*PROBLEM TO WORK ON*. Every line from the one with "Place one point on every instance of the round" through the end of the records below should be restated word for word, and nothing outside that span.

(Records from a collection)
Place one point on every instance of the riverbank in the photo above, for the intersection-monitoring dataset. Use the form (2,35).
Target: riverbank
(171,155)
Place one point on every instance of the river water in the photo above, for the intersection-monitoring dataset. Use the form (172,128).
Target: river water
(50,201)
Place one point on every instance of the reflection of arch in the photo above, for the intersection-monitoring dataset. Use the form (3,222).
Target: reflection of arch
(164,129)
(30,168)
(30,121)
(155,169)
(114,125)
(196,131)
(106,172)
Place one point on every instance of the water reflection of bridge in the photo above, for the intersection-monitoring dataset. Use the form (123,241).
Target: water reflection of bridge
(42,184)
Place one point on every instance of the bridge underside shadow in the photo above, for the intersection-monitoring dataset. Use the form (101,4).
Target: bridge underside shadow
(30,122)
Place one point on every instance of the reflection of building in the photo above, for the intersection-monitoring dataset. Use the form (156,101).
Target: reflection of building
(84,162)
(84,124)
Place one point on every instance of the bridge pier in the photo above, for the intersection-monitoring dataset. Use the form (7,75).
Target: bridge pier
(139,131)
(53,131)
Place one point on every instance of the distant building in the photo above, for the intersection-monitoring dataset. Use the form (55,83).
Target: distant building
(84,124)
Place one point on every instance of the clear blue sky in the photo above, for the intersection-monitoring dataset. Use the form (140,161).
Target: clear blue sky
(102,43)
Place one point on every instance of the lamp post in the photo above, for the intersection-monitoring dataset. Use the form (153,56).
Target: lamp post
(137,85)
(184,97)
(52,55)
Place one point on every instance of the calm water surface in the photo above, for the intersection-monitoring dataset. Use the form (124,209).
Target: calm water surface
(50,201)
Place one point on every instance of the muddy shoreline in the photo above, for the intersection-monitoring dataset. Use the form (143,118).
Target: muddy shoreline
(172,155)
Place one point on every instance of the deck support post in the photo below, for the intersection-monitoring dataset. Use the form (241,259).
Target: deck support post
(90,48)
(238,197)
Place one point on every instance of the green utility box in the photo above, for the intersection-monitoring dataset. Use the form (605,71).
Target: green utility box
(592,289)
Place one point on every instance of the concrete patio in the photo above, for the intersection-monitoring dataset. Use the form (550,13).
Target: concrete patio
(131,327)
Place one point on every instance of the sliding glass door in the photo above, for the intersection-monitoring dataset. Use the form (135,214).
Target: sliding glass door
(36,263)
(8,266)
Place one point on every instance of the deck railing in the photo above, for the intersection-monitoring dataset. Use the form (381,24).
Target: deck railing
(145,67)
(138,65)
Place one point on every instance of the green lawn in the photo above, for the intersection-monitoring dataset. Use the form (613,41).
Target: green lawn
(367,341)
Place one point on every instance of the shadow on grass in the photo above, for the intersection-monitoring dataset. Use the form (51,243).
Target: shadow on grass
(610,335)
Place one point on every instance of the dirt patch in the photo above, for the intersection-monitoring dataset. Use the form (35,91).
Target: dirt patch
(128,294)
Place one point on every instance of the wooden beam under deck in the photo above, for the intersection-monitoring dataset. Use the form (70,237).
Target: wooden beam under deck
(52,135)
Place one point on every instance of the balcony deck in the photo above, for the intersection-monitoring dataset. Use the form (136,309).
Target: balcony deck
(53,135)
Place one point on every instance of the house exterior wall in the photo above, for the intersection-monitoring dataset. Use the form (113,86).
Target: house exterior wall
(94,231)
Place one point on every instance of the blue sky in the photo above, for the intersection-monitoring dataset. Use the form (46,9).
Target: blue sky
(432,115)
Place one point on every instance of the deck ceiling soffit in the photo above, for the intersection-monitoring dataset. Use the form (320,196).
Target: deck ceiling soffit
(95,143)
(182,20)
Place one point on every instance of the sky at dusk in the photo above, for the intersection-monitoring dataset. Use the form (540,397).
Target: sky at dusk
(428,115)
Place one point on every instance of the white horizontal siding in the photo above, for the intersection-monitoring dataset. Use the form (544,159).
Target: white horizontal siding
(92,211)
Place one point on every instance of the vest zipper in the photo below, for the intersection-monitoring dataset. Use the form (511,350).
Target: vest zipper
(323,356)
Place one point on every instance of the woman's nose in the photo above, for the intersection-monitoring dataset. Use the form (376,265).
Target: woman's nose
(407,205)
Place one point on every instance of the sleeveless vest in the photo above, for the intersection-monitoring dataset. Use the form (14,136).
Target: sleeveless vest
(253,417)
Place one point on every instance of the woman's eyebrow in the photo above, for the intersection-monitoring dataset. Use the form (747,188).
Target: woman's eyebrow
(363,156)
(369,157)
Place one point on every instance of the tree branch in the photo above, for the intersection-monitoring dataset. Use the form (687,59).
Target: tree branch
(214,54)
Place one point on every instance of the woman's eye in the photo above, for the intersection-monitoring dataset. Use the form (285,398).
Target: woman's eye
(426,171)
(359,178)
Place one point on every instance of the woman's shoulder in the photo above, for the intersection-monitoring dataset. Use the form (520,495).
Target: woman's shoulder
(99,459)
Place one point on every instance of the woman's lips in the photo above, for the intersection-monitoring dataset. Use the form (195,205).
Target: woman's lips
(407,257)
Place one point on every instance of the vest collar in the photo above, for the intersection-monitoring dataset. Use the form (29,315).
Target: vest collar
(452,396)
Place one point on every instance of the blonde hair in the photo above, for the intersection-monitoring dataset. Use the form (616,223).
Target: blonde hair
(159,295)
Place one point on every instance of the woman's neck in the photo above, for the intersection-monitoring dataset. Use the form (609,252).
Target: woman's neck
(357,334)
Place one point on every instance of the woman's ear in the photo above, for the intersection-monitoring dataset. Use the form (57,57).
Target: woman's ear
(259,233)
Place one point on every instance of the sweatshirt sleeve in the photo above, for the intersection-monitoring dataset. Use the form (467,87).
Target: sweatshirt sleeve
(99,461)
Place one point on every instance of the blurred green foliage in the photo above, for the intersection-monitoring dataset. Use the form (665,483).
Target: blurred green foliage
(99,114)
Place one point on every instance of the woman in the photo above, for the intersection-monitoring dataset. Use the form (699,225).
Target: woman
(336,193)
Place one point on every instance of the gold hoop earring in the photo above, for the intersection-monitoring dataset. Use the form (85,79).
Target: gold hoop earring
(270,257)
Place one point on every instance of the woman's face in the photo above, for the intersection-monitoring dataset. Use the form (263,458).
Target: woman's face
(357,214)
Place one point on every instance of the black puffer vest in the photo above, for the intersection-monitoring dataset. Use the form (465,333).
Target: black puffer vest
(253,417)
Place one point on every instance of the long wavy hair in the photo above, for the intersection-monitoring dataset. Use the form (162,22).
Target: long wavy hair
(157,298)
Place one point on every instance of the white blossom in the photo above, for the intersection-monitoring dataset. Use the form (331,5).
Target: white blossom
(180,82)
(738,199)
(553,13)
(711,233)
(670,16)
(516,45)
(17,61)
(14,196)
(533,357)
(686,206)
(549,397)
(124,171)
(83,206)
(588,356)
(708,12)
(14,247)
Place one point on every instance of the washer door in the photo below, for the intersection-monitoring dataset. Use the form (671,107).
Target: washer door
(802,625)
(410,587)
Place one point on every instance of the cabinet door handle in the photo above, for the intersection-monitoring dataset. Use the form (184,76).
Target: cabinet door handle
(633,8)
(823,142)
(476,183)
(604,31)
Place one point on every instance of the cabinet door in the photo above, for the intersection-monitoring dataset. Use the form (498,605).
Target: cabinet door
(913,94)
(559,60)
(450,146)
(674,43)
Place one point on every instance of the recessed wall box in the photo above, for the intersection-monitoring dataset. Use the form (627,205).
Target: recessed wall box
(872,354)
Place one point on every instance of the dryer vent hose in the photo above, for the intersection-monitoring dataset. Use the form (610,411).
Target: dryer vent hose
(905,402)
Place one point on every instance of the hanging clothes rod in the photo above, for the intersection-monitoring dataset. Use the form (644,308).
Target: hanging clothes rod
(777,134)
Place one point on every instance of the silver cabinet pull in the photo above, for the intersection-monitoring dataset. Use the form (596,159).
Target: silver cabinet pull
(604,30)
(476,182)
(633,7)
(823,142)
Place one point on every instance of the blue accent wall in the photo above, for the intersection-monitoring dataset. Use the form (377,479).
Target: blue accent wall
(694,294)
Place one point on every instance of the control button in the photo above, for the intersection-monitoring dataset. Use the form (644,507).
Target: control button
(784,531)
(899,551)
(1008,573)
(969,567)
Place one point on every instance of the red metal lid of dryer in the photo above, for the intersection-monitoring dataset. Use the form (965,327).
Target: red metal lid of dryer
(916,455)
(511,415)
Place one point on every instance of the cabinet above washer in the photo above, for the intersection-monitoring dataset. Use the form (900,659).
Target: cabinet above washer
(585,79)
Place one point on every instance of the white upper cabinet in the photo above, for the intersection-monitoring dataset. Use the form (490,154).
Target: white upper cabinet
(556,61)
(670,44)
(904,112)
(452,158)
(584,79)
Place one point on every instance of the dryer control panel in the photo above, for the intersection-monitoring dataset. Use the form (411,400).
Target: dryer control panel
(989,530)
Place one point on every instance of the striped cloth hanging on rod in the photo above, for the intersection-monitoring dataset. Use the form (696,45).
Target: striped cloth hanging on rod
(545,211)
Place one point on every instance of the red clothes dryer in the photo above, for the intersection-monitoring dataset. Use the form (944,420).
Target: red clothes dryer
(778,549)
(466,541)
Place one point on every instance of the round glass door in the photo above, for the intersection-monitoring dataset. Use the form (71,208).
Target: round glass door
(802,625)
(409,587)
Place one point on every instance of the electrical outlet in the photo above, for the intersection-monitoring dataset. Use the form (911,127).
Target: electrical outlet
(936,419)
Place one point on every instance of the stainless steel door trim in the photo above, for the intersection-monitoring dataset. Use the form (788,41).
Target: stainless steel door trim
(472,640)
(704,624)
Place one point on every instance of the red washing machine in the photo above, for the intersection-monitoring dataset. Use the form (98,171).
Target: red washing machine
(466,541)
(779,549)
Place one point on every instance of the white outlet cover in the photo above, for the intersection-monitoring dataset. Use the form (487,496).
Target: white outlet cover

*EXERCISE RESULT*.
Place one point on every instance of the round glass door in the photo above, for the intersection-monitoring dataset. Use the form (71,208).
Target: round glass door
(802,625)
(409,587)
Place one point on every instance of the electrical outlet in the photo above, for the intersection-monitoring dataset. Use the form (911,127).
Target: electrical outlet
(936,419)
Place one point on every instance of the stainless steel door trim in the photo above, for the intersection-monitoring dataset. Use the form (788,41).
Target: stainless steel door trim
(472,640)
(704,624)
Place one point on every instance of the red washing machine in the photo above, for the intersection-monitoring dataset. Use the form (98,171).
Target: red washing machine
(466,541)
(779,549)
Place one point on every instance of the white outlet cover in the photo above, for the intersection-monitoring dataset. Use the form (487,496).
Target: white outlet cover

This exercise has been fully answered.